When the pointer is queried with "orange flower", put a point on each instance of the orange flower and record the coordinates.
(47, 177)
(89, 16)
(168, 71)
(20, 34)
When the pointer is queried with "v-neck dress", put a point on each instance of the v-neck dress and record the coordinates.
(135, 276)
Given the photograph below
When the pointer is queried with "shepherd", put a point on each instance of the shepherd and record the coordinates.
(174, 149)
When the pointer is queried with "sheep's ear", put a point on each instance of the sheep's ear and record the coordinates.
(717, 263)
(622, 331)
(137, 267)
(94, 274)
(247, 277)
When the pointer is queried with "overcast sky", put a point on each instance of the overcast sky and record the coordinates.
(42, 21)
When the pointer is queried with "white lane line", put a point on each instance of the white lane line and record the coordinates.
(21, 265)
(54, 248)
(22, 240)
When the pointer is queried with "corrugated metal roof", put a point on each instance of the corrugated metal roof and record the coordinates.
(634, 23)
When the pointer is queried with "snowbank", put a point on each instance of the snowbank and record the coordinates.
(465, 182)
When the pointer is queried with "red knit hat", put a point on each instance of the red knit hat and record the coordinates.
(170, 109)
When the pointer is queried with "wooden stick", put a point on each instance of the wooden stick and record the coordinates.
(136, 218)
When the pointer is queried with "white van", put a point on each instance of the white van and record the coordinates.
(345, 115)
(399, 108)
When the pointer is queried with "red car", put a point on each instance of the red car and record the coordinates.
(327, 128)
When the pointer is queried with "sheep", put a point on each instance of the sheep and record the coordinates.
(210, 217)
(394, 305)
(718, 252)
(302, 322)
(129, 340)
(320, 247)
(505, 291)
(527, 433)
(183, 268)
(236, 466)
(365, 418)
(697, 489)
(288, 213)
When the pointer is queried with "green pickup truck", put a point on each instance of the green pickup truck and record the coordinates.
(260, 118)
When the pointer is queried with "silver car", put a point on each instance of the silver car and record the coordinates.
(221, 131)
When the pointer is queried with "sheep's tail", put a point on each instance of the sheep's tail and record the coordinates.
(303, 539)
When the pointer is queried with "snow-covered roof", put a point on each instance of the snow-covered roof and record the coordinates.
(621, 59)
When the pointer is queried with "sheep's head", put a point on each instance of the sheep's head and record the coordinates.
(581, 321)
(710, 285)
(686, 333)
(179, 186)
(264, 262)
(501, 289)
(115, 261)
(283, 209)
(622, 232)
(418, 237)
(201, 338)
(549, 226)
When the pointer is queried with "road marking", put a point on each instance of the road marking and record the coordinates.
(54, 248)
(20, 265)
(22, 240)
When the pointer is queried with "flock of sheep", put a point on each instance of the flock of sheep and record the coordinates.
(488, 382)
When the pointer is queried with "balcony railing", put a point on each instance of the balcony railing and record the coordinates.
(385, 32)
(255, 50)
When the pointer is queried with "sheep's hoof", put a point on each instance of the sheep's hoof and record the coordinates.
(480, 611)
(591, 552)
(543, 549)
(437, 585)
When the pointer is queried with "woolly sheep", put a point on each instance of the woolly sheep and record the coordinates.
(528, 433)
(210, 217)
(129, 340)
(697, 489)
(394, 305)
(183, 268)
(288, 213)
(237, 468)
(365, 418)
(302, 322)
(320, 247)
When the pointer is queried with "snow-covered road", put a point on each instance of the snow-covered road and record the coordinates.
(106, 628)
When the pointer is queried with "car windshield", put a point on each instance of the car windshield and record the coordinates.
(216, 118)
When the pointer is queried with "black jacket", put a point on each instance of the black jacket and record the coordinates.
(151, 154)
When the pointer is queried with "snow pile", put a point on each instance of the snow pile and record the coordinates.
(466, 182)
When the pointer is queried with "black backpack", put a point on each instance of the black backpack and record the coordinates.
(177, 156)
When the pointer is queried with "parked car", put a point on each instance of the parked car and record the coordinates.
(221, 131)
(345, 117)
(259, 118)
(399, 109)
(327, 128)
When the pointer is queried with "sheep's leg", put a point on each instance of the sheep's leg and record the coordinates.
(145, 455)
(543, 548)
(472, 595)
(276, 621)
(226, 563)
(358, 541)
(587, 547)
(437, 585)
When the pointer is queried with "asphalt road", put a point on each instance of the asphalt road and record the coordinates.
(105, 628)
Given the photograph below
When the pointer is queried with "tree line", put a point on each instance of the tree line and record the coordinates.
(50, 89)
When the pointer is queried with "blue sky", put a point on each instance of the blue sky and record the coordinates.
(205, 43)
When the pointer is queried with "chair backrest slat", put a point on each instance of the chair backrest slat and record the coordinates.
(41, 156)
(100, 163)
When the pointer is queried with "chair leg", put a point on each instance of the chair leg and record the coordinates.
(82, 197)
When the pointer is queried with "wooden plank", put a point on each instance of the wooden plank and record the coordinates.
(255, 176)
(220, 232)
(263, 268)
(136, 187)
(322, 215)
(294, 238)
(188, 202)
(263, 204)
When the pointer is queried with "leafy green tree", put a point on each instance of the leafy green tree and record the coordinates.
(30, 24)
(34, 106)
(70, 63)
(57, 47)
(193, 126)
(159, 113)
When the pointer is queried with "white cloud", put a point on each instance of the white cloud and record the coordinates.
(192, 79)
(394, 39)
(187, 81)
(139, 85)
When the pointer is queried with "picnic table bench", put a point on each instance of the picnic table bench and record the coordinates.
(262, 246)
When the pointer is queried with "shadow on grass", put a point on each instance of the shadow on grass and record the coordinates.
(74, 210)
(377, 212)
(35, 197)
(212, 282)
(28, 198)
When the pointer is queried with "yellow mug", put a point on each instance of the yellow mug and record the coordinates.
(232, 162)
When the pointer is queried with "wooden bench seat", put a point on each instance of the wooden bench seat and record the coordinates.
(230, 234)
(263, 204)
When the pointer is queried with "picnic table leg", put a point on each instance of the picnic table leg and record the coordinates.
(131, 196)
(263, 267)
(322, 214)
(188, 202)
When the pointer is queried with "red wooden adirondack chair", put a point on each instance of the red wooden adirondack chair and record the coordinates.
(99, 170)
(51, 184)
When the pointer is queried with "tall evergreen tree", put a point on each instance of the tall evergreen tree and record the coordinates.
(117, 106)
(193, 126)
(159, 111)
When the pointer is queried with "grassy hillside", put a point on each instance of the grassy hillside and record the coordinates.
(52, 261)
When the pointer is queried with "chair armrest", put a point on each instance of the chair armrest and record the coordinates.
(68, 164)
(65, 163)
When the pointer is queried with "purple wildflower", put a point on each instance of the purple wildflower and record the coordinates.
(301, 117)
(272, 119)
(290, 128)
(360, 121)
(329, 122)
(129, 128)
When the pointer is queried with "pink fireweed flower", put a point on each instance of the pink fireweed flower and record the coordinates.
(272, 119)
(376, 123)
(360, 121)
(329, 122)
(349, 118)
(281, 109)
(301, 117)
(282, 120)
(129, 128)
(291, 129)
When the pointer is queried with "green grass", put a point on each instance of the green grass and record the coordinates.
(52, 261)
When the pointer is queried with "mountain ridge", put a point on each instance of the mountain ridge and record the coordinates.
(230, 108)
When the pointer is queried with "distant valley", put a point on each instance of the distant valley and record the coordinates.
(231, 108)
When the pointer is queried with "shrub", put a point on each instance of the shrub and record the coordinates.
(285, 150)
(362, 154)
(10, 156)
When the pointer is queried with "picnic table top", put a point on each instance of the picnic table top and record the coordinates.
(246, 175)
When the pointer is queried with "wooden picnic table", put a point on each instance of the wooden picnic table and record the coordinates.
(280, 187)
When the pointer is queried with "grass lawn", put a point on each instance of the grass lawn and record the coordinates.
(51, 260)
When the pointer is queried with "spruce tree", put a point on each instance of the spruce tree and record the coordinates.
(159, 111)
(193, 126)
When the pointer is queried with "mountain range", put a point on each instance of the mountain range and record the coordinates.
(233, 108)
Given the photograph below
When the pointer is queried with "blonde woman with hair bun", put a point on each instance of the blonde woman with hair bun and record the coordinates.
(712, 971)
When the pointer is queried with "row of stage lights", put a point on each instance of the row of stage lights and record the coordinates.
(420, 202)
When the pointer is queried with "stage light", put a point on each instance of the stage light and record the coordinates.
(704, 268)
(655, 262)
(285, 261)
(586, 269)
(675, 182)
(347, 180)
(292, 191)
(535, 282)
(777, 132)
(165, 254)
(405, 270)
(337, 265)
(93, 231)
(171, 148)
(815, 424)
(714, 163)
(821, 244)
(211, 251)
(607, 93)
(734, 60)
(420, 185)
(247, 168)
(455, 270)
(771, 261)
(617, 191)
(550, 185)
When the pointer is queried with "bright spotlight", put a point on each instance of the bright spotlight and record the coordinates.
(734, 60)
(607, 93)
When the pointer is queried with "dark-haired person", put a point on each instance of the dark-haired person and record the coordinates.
* * * * * * *
Starting with the line that contains "lawn and record the coordinates.", output every line through the end of the listing above, unchanged.

RESPONSE TO THIS TASK:
When the pointer is queried with "grass lawn", put a point on each instance of the grass lawn and record the coordinates.
(51, 260)
When the pointer is queried with "spruce tree", put a point on each instance of the spruce tree and record the coordinates.
(159, 111)
(193, 126)
When the pointer is queried with "mountain range", put a point on each instance of the mountain range and record the coordinates.
(233, 108)
Given the photograph below
When the pointer is queried with "blonde woman with hair bun", put a point on each instance of the blonde woman with hair bun and record the coordinates.
(712, 971)
When the pointer is queried with "row of stage lights", put a point on each instance of the row of stage lights and record the coordinates.
(420, 202)
When the pointer is queried with "stage light", put a point on each instance of the stage light and record the coordinates.
(704, 268)
(655, 262)
(285, 261)
(586, 269)
(675, 182)
(347, 180)
(292, 191)
(535, 282)
(777, 132)
(165, 254)
(405, 270)
(337, 265)
(93, 231)
(171, 148)
(815, 424)
(714, 163)
(821, 244)
(211, 251)
(607, 93)
(734, 60)
(420, 185)
(247, 168)
(455, 270)
(771, 261)
(617, 191)
(550, 185)
When the pointer is queried with "bright spotlight", put a point on each instance of the bright spotlight and record the coordinates.
(734, 60)
(607, 93)
When the pointer is queried with "dark-haired person", put a point on each instance of the dark-haired person and record the coordinates.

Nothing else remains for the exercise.